Passage proposé —
┄┄┄┄┄┄┄┄┄┄┄┄┄┄┄┄┄┄┄┄

Matthieu 10.5 : Jésus envoya ces douze-là, et leur commanda, disant : N’allez point vers les gentils, etc., mais plutôt allez aux brebis péries de ta maison d’Israël. Voilà qui éloigne le soupçon que les incrédules pourraient concevoir, que l’auteur de cet Évangile a voulu favoriser les nations au préjudice des Juifs.

Matthieu 10.7 : Et quand vous serez partis, prêchez, disant : Le royaume des cieux est approché. Jésus-Christ était-il en état de se faire reconnaître pour le monarque qui devait venir, s’il n’eût pas été revêtu d’une puissance infinie ?

Matthieu 10.8 : Guérissez les malades, nettoyez les lépreux, ressuscitez les morts, jetez hors les diables ; vous l’avez reçu pour néant, donnez-le pour néant. Comment Jésus-Christ pouvait-il faire accroire à ses disciples qu’ils avaient reçu pour néant ce qu’ils n’avaient reçu en aucune sorte ? Quelle hardie énumération est celle-là !

┄┄┄┄┄┄┄┄┄┄┄┄┄┄┄┄┄┄┄┄

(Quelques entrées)
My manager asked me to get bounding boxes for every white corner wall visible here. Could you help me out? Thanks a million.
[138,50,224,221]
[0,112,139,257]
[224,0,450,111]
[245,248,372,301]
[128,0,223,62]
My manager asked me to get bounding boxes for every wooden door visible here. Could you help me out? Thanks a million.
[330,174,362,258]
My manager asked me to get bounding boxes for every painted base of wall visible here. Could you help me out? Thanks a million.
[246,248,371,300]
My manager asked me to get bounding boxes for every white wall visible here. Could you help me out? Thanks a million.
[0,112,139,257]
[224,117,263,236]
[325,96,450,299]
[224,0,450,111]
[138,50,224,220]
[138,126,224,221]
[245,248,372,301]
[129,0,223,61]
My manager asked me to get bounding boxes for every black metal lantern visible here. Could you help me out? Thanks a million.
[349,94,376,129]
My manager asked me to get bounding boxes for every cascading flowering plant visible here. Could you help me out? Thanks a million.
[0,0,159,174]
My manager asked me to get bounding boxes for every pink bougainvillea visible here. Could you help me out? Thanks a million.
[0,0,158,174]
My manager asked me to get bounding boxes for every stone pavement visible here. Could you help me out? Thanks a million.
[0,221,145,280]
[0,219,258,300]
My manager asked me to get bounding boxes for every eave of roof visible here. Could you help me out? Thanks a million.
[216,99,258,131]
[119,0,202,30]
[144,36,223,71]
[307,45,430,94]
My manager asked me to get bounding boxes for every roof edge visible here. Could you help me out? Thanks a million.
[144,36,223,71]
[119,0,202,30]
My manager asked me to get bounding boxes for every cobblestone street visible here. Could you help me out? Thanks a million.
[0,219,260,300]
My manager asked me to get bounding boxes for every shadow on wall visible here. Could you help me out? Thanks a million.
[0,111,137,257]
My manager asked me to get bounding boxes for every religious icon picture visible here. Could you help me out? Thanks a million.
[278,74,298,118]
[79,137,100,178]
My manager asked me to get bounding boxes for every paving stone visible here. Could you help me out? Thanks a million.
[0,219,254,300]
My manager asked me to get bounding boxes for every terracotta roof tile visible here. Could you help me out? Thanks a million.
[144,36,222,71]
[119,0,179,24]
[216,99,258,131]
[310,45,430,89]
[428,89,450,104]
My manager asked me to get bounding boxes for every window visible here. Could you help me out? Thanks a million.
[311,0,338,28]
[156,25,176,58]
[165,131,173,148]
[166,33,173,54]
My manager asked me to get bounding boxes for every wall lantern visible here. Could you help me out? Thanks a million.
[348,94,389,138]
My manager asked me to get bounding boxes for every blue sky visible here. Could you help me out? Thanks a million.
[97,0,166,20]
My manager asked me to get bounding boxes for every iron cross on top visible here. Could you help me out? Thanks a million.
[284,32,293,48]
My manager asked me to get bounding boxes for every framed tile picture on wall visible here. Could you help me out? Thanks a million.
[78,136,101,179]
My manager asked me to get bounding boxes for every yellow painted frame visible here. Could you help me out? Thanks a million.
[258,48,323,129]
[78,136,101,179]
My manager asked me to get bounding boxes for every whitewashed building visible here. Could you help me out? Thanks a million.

┄┄┄┄┄┄┄┄┄┄┄┄┄┄┄┄┄┄┄┄

Consignes de l'exercice —
1. D'après le passage, quelle annonce Jésus charge-t-il ses disciples de prêcher en Matthieu 10.7 ?
2. Mets à jour le passage : recopie tout ce qui va de « Matthieu 10.7 : Et » jusqu'à « d’une puissance infinie ? », en mettant « roi » à la place de « monarque ».

Les résultats —
1. « Le royaume des cieux est approché. »

2.
Matthieu 10.7 : Et quand vous serez partis, prêchez, disant : Le royaume des cieux est approché. Jésus-Christ était-il en état de se faire reconnaître pour le roi qui devait venir, s’il n’eût pas été revêtu d’une puissance infinie ?